La carrière publique de Jean-Régis Cambacérès débute en 1792, à l’âge de 35 ans pour s’achever en 1815 à l’âge de 58 ans.
Il ne connaîtra qu’une traversée du désert de 1797 à 1799.
La tradition historique n’a pourtant, jusqu’il y a peu, retenu de lui que ces caricatures et pamphlets parus en 1814, à la fin de l’Empire, l’alourdissant d’une morgue fastueuse et d’une homosexualité ridiculisée.
Ses frères eux-mêmes l’ont longtemps mal connu.
Le Grand Orateur du Grand Orient, à l’occasion d’une tenue funèbre commémorant le centenaire de son décès, n’hésitait pas à proclamer :
« Modéré par caractère, il eut le malheur d’être travaillé par une ambition d’autant moins pardonnable qu’elle s’accordait mal avec son défaut de courage et son goût pour les jouissances qui énervent l’âme et la privent de tout ressort ; sa soif du pouvoir et des richesses fit violence à ses inclinations naturellement douces. La peur, autant que ses vues ambitieuses, dictait presque toujours sa conviction. »

- - - -

Exercices:
**A)** Selon le texte sur Cambacérès, durant quelles années a-t-il connu une traversée du désert ?
**B)** Poursuivez le texte sur Cambacérès à partir de l'endroit où il s'arrête.
Les entrées ne sont pas nécessaires pour ce travail.

(Enregistrements du jeu de données de segmentation)
- - - -

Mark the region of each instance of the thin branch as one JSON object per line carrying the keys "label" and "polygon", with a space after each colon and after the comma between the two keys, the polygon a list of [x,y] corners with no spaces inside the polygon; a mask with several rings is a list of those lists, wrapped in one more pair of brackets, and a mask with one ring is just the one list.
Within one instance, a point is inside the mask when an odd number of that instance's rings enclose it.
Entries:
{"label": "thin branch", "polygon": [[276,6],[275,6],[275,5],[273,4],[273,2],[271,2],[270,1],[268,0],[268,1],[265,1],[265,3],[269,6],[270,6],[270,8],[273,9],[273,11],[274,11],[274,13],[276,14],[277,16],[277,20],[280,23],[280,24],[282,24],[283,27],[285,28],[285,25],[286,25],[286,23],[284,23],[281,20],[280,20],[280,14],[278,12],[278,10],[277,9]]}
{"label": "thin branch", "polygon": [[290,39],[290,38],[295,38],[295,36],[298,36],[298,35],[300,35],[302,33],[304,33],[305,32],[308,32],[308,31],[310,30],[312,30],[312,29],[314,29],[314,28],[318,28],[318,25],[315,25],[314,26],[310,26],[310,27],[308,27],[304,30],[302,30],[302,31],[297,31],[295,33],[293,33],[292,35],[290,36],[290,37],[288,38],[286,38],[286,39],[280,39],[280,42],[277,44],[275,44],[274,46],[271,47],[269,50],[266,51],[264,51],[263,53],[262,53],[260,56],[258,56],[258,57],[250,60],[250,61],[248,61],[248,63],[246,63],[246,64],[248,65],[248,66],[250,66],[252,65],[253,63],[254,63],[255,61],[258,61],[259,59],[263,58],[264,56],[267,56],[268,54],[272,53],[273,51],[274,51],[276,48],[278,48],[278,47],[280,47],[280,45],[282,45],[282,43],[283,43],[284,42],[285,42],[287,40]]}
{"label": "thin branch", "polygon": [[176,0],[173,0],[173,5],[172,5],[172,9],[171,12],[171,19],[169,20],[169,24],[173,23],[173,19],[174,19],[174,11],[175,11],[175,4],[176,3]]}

- - - -

Réponses par exercice:
**A)** De 1797 à 1799.

**B)**
Dans le cadre de la collaboration qui me fut donnée à l’Anthologie, j’avais choisi Cambacérès car la période révolutionnaire m’a toujours fasciné.
Les travaux de recherche que j’ai effectué pour trouver le texte repris dans l’Anthologie me firent découvrir la centralité et la pérennité de Cambacérès dans la période révolutionnaire.
Notre homme naît à Montpellier le 18 octobre 1753, dixième enfant de Jean-Antoine et de Rose Vassal, dans une famille qui avait dû abjurer le protestantisme au siècle précédent.
A 19 ans, il s’installe comme avocat à Montpellier, mais ne plaide pas beaucoup. Il se consacre donc à l’étude des lois.
L’ascendance familiale explique sans doute que, dès avant l’âge de 20 ans, il est initié.
En 1772, on le trouve inscrit sur les tableaux de la loge anglaise Saint-Jean du Secret et de l’Harmonie à Montpellier, où il côtoie financiers, magistrats et entrepreneurs.
Son entrée rapide dans l’ordre ne s’explique pas seulement par ses antécédents familiaux.
En effet, en 1772, il est en opposition à la réforme judiciaire du Chancelier Maupéou et refuse d’intégrer la nouvelle magistrature proposée par le gouvernement. Il s’est agrégé à un groupe de magistrats réfractaires dont beaucoup sont maçons.
Par ailleurs, lui-même avait le désir d’échanger des opinions, de confronter des convictions, d’apprendre et de trouver des repères dans une société qui évolue.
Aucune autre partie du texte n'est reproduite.